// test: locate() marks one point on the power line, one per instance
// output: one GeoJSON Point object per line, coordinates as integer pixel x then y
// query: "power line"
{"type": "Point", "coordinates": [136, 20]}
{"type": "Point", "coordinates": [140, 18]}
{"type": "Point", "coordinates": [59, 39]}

+ + +

WHAT THIS TASK INVOLVES
Reproduce every line of the entries above without any changes.

ANSWER TO THIS PROBLEM
// test: locate() marks one point on the power line, one per instance
// output: one GeoJSON Point object per line, coordinates as integer pixel x then y
// query: "power line"
{"type": "Point", "coordinates": [136, 20]}
{"type": "Point", "coordinates": [140, 18]}
{"type": "Point", "coordinates": [59, 39]}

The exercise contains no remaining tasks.